Textauszug –

----

Nach Einigung in Belgien: Ceta soll bis Samstag unterschriftsreif sein
Die Chancen für Ceta steigen: Den belgischen Kompromiss müssen die EU-Staaten jetzt noch akzeptieren. Kommissionspräsident Juncker plädiert in Zukunft für eine klare Festlegung der Zuständigkeiten.
Die Chancen für Ceta sind wieder gestiegen. Nur wenige Stunden nach der Absage des EU-Kanada-Gipfels hat Belgien seinen internen Streit um das Abkommen beigelegt. Die belgische Regierung einigte sich mit den Regionalregierungen auf eine Zusatzerklärung zum Vertrag. Dieser Text soll Belgien die Zustimmung zum Freihandelsabkommen ermöglichen. Damit gibt es aber immer noch kein grünes Licht für die Unterzeichnung. Die 27 Mitgliedsländer und Kanada müssen auch der Zusatzerklärung zustimmen.
Die EU-Botschafter machten den ersten Schritt. Die Botschafter der EU-Staaten haben den belgischen Ceta-Kompromiss akzeptiert. Das erfuhr die Deutsche Presse-Agentur in Brüssel am Donnerstag aus EU-Kreisen. Die Regierungen der EU-Staaten müssen die Grundsatzentscheidung nun noch im schriftlichen Verfahren bestätigen. Dies soll bis Freitag um Mitternacht geschehen. Im Anschluss könnte ein neuer Termin für die Unterzeichnung angekündigt werden.
Sobald der Text fertig war, wurde er den EU-Botschaftern der Mitgliedsländer vorgelegt. Auch der juristische Dienst der Kommission muss noch prüfen, ob die vierseitige Erklärung mit den EU-Verträgen und mit dem eigentlichen Vertragstext von Ceta vereinbar ist. Die Federführung für die Prüfung liegt bei der slowakischen Regierung, die derzeit die EU-Ratspräsidentschaft innehat. Die Prüfung hält zur Stunde an.

----

Vorliegende Datensätze –
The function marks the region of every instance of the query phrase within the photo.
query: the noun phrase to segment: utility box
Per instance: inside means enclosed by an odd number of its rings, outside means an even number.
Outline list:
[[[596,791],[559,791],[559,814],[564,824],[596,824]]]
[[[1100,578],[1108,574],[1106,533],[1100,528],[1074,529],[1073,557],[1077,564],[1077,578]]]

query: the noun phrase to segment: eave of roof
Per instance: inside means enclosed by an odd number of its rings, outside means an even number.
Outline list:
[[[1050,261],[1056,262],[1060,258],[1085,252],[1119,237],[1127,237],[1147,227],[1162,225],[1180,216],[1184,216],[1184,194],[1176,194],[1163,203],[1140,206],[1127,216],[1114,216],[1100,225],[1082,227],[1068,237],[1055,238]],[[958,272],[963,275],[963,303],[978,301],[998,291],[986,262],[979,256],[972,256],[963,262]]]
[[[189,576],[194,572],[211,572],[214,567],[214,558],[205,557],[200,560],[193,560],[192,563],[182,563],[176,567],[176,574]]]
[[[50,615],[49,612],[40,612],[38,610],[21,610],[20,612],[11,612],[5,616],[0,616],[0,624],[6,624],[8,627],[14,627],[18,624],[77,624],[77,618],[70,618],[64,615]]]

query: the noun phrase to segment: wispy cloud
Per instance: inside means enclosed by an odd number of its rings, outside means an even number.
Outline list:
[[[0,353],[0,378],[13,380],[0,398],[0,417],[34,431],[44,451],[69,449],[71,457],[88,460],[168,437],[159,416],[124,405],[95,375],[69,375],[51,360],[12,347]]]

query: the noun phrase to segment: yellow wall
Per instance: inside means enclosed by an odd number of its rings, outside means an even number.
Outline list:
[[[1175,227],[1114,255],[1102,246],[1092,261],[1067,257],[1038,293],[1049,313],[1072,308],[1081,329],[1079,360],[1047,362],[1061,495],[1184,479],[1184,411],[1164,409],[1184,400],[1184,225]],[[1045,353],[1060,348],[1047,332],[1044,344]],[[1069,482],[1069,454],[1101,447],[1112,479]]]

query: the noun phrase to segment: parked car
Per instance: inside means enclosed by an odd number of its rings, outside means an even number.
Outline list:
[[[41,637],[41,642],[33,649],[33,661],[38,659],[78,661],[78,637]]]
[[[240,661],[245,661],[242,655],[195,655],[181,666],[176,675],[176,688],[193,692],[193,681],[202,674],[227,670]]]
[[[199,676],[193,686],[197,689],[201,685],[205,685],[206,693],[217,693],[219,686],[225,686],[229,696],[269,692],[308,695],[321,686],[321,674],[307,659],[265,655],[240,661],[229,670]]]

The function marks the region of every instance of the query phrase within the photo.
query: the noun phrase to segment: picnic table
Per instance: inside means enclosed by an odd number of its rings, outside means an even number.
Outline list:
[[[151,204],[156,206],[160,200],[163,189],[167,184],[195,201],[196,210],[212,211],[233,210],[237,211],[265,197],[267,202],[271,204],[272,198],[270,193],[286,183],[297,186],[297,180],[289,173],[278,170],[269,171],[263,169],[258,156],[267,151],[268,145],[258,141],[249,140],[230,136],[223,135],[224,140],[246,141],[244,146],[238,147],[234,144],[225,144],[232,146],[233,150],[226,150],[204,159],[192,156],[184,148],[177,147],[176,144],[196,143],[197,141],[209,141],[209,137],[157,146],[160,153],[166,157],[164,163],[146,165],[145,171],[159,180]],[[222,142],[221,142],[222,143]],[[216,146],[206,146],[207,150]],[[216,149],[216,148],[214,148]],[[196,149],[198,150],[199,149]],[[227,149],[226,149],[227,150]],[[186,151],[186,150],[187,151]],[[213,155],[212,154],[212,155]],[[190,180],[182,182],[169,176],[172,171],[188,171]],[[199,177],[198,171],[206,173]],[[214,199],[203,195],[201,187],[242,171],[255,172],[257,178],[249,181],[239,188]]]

----

Aufgabenstellung 1 –
Gib bitte einen Abschnitt aus dem Text über Ceta wörtlich wieder: Beginne bei den Worten „Die EU-Botschafter machten“ und höre nach „zur Stunde an.“ auf.
Aufgabenstellung 2 –
Ermittle alle Zeilen der Datensätze, die die Zeichenfolge „query“ enthalten, und schreibe sie ab. Groß- und Kleinschreibung zählt.
Der Text und die Datensätze hängen inhaltlich nicht zusammen.

Musterlösung 1 –
Die EU-Botschafter machten den ersten Schritt. Die Botschafter der EU-Staaten haben den belgischen Ceta-Kompromiss akzeptiert. Das erfuhr die Deutsche Presse-Agentur in Brüssel am Donnerstag aus EU-Kreisen. Die Regierungen der EU-Staaten müssen die Grundsatzentscheidung nun noch im schriftlichen Verfahren bestätigen. Dies soll bis Freitag um Mitternacht geschehen. Im Anschluss könnte ein neuer Termin für die Unterzeichnung angekündigt werden.
Sobald der Text fertig war, wurde er den EU-Botschaftern der Mitgliedsländer vorgelegt. Auch der juristische Dienst der Kommission muss noch prüfen, ob die vierseitige Erklärung mit den EU-Verträgen und mit dem eigentlichen Vertragstext von Ceta vereinbar ist. Die Federführung für die Prüfung liegt bei der slowakischen Regierung, die derzeit die EU-Ratspräsidentschaft innehat. Die Prüfung hält zur Stunde an.

Musterlösung 2 –
The function marks the region of every instance of the query phrase within the photo.
query: the noun phrase to segment: utility box
query: the noun phrase to segment: eave of roof
query: the noun phrase to segment: wispy cloud
query: the noun phrase to segment: yellow wall
query: the noun phrase to segment: parked car
The function marks the region of every instance of the query phrase within the photo.
query: the noun phrase to segment: picnic table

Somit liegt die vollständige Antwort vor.